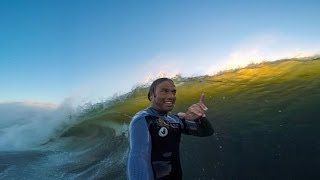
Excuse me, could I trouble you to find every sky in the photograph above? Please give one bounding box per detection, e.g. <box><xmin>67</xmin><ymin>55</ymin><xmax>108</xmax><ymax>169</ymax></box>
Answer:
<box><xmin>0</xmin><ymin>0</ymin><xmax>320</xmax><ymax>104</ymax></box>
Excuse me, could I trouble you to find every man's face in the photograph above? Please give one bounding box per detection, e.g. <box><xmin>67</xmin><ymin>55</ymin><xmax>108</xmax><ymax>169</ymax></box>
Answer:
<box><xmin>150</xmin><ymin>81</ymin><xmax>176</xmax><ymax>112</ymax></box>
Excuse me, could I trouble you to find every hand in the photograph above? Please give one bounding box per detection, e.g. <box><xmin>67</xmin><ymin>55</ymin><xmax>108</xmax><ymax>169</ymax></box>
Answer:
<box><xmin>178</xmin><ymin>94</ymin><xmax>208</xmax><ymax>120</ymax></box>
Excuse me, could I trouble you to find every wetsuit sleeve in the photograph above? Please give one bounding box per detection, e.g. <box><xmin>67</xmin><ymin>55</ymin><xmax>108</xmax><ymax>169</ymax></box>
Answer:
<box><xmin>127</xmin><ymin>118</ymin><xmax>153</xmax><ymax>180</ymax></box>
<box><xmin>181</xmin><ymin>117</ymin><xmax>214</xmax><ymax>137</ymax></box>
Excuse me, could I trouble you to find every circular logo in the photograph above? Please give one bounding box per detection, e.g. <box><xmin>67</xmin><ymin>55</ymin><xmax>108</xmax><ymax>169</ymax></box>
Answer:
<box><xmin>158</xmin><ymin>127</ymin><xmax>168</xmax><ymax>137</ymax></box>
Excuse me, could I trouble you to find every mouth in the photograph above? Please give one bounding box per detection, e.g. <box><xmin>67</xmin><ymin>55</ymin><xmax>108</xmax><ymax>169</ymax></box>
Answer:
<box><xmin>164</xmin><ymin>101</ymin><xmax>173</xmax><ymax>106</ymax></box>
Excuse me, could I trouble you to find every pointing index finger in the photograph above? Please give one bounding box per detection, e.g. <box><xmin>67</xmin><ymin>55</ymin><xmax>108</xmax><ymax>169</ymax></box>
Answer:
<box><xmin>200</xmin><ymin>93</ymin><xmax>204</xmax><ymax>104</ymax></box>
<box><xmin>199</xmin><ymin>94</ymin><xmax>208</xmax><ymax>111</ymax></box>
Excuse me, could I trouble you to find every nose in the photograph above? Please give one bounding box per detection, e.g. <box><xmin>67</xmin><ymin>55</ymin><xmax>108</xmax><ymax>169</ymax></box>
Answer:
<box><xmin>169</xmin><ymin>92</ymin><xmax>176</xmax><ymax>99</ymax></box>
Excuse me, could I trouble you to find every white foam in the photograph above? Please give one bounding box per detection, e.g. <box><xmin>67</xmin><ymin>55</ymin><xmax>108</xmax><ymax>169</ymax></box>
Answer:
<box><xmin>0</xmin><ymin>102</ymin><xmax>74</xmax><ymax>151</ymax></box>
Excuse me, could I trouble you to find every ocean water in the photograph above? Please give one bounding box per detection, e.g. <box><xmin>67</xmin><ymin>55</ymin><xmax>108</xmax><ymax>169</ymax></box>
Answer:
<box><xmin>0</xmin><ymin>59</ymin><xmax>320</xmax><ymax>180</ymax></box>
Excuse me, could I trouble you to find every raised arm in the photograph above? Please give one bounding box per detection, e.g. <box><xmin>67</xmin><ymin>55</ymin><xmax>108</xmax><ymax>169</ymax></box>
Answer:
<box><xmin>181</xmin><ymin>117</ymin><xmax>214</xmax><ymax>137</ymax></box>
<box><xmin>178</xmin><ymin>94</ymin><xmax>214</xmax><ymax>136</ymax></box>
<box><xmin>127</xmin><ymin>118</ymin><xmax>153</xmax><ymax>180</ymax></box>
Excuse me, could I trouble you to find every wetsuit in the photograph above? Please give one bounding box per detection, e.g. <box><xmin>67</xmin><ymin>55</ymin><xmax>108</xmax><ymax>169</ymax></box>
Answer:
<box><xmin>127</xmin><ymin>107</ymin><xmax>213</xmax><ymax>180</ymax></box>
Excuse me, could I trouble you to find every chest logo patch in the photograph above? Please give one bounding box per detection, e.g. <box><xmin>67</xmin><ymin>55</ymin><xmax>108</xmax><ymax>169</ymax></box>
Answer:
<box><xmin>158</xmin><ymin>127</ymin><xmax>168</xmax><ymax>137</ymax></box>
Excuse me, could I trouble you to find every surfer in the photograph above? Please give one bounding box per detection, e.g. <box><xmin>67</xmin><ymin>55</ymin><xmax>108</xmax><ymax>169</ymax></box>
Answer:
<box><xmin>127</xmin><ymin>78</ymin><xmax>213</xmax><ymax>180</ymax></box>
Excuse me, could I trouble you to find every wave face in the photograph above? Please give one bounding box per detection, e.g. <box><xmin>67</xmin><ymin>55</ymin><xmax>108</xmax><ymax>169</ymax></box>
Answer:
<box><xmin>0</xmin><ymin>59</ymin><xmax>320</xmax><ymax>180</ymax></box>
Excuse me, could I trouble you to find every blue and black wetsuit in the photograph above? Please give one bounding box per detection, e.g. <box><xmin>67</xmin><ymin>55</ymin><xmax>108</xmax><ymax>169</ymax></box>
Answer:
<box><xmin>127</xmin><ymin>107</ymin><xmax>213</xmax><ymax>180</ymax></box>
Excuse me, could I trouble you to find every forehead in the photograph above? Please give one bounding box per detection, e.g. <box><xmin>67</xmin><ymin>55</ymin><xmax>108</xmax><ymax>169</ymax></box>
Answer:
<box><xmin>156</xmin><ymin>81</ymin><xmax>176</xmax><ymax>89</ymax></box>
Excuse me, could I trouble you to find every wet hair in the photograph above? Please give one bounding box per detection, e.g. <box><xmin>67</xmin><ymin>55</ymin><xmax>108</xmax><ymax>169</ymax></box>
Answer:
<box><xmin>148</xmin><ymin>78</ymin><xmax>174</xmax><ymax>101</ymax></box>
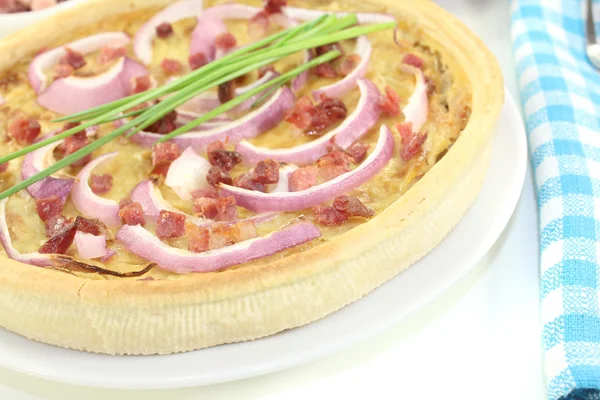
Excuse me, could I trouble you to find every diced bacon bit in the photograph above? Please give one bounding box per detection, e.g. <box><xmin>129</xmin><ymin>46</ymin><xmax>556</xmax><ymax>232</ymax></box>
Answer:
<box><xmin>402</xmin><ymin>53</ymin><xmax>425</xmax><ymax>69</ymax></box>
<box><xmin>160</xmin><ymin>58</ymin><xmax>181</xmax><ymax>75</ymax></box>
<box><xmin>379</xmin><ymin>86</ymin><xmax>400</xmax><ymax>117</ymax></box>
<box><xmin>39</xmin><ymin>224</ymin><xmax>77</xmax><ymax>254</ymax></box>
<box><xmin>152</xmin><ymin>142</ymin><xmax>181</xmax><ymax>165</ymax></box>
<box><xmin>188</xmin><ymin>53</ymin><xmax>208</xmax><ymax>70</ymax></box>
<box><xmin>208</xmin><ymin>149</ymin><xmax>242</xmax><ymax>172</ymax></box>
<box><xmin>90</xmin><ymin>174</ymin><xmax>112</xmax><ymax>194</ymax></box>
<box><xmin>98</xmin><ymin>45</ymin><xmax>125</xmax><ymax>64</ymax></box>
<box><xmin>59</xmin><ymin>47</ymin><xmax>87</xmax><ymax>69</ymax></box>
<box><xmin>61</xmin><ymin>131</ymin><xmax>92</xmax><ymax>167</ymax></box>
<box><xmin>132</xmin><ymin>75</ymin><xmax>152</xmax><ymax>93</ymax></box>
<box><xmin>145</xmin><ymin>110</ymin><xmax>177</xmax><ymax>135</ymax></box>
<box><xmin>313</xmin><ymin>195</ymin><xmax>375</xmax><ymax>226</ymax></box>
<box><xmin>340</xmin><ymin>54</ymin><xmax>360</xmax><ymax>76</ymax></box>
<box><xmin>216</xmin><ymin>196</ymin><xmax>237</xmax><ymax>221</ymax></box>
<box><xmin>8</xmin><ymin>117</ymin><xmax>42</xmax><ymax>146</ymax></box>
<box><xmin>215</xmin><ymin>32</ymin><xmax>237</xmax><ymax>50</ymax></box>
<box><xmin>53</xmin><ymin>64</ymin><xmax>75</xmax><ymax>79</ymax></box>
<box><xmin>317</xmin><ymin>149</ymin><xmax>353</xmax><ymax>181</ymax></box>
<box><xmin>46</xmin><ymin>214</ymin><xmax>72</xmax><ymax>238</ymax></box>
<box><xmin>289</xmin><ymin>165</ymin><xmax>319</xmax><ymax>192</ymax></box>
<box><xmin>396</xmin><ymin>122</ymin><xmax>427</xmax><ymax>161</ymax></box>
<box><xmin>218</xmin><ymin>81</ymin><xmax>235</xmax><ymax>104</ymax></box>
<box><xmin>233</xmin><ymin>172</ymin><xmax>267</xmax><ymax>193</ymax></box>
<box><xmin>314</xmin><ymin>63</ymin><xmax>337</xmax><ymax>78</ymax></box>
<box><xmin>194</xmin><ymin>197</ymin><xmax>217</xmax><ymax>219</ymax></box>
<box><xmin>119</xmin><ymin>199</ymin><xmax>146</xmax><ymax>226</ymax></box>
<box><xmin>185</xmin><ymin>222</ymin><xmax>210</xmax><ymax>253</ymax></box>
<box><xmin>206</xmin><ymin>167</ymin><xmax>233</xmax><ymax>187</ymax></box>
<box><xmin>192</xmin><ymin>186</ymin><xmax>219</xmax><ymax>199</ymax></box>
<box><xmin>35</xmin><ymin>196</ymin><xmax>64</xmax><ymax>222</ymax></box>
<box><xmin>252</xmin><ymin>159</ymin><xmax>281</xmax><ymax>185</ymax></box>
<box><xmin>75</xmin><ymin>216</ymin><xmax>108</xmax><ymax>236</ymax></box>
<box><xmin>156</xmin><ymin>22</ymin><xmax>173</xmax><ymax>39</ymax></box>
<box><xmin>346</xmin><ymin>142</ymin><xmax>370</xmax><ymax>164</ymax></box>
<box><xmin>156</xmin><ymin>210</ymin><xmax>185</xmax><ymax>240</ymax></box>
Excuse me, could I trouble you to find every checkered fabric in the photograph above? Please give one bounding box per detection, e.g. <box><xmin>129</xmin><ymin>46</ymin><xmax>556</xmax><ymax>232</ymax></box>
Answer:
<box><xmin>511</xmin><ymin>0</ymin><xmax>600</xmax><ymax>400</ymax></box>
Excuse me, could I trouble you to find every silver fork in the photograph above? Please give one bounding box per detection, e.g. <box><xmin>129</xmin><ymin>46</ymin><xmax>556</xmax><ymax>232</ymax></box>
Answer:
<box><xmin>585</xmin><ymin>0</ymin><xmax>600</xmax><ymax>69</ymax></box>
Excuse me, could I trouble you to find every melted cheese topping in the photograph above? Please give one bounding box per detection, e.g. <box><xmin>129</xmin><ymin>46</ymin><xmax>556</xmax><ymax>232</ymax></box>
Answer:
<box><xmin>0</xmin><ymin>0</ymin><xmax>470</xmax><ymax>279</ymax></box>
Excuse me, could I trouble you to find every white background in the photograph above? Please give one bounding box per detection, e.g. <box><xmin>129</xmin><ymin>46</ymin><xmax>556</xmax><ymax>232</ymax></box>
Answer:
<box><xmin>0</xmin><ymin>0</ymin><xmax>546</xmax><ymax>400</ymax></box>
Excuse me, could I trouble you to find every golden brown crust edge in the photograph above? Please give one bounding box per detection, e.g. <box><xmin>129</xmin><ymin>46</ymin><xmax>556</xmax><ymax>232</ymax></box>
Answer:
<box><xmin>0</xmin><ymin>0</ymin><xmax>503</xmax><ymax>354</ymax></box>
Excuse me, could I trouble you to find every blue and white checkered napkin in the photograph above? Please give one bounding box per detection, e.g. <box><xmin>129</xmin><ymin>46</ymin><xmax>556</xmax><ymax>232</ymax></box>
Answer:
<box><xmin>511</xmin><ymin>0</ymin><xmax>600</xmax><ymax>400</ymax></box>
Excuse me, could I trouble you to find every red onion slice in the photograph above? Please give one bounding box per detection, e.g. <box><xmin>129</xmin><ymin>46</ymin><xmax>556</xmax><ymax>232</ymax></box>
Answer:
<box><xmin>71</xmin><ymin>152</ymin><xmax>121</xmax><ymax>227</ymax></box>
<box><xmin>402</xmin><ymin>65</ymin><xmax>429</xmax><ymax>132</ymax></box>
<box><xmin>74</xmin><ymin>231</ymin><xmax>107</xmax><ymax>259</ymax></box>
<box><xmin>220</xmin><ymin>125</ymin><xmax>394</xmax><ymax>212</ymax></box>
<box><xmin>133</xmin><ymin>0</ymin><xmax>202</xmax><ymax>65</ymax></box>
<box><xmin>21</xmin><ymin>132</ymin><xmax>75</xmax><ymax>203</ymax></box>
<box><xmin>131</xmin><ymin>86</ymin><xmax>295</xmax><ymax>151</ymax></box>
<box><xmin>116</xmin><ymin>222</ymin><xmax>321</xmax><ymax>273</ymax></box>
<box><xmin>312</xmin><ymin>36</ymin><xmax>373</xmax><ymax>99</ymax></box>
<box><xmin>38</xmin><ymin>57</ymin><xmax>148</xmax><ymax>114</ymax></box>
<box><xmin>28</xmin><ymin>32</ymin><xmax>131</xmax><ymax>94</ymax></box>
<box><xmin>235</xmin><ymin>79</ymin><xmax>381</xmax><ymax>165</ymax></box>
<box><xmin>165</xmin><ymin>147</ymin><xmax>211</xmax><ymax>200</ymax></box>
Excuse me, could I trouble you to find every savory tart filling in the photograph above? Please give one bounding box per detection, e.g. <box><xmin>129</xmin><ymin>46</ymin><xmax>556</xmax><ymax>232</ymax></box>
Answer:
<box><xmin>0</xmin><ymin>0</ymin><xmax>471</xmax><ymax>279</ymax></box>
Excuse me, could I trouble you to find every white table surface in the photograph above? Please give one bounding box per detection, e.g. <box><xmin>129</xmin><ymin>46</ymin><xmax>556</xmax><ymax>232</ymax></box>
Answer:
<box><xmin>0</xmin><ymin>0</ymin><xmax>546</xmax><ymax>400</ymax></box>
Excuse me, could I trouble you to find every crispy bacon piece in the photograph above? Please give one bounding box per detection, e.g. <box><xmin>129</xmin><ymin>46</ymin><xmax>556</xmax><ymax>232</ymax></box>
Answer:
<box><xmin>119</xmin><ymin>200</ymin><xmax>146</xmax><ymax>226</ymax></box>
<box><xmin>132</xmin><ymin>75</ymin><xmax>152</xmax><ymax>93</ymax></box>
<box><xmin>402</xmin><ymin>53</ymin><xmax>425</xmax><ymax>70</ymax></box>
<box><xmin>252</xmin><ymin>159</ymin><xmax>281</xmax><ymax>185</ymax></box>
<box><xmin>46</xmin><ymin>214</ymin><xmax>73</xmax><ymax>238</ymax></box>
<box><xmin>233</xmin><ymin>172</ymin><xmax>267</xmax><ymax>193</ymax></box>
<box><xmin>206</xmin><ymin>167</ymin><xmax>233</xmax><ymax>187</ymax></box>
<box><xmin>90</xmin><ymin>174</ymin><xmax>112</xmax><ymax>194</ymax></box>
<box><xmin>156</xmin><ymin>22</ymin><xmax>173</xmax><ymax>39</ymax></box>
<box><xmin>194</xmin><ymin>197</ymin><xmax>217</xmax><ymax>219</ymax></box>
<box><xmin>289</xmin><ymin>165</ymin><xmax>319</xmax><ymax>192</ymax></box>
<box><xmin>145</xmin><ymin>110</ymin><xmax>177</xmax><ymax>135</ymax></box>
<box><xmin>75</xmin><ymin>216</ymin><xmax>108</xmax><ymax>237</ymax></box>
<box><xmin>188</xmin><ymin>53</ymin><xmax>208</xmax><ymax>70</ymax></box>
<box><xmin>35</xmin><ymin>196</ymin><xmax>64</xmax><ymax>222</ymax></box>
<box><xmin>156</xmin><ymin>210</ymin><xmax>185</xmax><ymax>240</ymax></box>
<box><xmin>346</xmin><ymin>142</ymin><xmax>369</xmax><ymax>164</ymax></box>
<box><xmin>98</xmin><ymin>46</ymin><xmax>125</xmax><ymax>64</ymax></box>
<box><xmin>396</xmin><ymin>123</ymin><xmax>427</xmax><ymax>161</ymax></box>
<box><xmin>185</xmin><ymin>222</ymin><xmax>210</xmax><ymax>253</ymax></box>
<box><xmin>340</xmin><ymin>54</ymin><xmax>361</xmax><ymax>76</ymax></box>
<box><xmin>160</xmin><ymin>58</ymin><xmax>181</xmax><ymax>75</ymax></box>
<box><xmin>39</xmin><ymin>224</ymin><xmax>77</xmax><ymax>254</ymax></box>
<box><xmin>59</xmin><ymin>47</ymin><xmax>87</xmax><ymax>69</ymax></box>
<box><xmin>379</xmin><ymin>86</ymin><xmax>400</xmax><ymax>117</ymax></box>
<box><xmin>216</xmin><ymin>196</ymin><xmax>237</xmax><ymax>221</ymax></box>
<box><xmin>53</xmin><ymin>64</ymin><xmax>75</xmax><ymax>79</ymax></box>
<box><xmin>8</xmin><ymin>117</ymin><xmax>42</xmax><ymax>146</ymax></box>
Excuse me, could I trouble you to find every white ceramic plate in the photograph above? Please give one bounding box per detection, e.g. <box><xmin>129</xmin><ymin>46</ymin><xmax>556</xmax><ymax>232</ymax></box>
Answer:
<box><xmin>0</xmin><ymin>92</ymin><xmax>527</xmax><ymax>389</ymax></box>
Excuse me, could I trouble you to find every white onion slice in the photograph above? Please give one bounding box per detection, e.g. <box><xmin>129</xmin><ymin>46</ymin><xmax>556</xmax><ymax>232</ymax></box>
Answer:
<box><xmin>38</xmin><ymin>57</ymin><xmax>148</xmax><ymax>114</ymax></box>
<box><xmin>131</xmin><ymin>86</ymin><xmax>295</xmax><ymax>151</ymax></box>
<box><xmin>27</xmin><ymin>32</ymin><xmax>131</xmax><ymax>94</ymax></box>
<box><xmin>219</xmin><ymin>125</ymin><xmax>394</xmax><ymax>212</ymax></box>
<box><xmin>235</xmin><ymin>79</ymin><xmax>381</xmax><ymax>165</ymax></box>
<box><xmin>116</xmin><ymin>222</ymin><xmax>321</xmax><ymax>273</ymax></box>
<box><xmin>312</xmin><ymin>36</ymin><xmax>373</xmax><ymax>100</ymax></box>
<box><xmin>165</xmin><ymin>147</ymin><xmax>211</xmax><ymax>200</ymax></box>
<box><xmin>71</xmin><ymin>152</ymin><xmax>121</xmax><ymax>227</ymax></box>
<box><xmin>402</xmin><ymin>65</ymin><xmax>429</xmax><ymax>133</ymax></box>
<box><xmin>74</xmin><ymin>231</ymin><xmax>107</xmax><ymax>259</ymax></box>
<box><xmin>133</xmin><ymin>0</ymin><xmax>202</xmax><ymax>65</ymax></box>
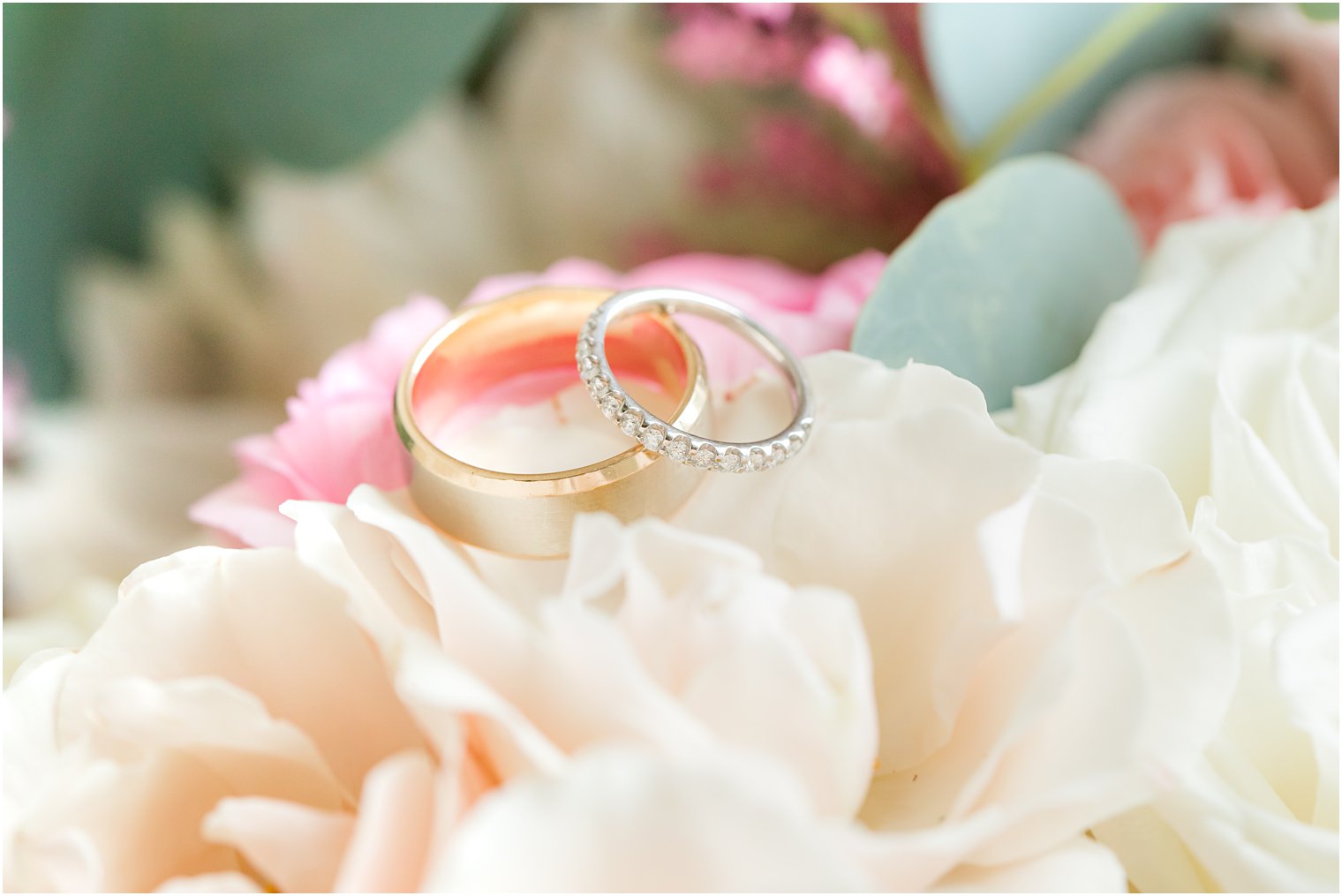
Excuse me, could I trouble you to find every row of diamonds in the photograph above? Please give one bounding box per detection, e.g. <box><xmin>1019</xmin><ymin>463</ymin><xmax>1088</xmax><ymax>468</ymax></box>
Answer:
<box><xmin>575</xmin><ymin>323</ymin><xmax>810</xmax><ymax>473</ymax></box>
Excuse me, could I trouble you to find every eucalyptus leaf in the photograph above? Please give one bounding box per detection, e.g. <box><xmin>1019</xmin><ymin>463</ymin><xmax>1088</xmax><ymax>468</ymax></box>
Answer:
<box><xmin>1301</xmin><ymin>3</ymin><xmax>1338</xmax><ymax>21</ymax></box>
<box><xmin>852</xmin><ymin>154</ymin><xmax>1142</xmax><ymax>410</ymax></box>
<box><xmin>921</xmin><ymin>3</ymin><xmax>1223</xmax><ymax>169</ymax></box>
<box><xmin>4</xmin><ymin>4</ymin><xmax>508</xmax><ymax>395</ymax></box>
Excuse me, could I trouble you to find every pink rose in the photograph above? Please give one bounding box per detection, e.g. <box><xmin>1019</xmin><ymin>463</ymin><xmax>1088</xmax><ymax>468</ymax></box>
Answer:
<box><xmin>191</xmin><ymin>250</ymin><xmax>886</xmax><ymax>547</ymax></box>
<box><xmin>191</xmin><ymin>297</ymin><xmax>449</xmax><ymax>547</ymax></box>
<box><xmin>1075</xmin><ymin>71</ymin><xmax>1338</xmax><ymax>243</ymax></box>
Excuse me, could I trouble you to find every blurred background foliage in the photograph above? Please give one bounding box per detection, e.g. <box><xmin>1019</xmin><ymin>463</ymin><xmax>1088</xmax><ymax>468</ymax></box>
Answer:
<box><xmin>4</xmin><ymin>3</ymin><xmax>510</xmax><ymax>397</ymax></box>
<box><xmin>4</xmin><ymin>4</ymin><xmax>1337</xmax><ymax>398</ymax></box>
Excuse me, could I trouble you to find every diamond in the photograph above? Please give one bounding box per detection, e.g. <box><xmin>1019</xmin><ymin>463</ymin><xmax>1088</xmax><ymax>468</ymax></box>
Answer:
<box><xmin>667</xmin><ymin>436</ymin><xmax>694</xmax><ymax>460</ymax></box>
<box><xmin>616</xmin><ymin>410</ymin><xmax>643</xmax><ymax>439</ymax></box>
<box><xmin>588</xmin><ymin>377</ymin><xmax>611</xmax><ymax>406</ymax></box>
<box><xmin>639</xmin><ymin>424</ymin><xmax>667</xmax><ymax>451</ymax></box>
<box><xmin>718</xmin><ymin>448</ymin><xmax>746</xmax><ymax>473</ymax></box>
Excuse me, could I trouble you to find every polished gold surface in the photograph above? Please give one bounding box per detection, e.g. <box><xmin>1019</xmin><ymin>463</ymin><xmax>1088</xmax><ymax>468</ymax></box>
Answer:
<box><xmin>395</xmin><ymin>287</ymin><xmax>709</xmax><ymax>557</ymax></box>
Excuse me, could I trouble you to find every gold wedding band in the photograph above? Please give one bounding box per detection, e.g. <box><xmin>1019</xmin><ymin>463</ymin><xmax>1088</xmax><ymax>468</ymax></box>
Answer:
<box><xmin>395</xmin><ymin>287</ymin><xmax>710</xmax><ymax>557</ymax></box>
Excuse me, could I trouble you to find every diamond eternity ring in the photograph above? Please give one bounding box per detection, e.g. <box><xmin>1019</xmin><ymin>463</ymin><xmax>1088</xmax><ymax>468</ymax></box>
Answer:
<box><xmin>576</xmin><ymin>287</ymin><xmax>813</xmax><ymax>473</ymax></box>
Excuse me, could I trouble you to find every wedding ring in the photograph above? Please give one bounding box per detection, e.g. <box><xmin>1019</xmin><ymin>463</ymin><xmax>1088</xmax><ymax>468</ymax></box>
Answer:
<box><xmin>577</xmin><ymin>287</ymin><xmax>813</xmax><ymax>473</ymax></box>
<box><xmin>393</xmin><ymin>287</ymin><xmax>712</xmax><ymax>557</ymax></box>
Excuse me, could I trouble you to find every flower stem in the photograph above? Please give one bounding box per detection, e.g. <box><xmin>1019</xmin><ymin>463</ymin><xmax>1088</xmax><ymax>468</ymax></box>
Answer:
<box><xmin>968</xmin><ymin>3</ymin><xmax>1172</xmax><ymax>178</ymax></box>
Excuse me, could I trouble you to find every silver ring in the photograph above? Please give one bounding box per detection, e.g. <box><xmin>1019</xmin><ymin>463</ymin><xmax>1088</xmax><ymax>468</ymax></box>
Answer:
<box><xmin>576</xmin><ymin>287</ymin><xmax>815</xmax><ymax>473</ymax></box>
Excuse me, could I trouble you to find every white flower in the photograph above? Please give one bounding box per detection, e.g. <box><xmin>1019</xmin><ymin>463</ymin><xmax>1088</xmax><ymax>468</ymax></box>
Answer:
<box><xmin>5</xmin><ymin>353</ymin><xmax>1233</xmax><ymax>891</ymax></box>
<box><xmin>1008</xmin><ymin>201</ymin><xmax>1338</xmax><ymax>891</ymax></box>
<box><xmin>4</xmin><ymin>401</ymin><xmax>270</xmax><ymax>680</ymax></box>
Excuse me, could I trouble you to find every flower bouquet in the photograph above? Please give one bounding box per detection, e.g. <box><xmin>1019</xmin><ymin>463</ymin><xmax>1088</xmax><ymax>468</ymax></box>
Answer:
* * *
OBJECTIVE - Please list every line of the data above that contains the word "wetsuit", matching case exactly.

EXERCISE RESPONSE -
Excuse me, could I trouble you to find every wetsuit sleeve in the photograph above? Please give one bounding box per detection, e.g. <box><xmin>67</xmin><ymin>55</ymin><xmax>108</xmax><ymax>169</ymax></box>
Excuse me, could I trouble you to find every wetsuit in the photograph above? Please give one bounding box per detection, e.g. <box><xmin>67</xmin><ymin>55</ymin><xmax>108</xmax><ymax>169</ymax></box>
Excuse me, could I trouble you to find every blue and black wetsuit in the photograph above? Please give one bounding box per detection, e.g. <box><xmin>67</xmin><ymin>55</ymin><xmax>108</xmax><ymax>169</ymax></box>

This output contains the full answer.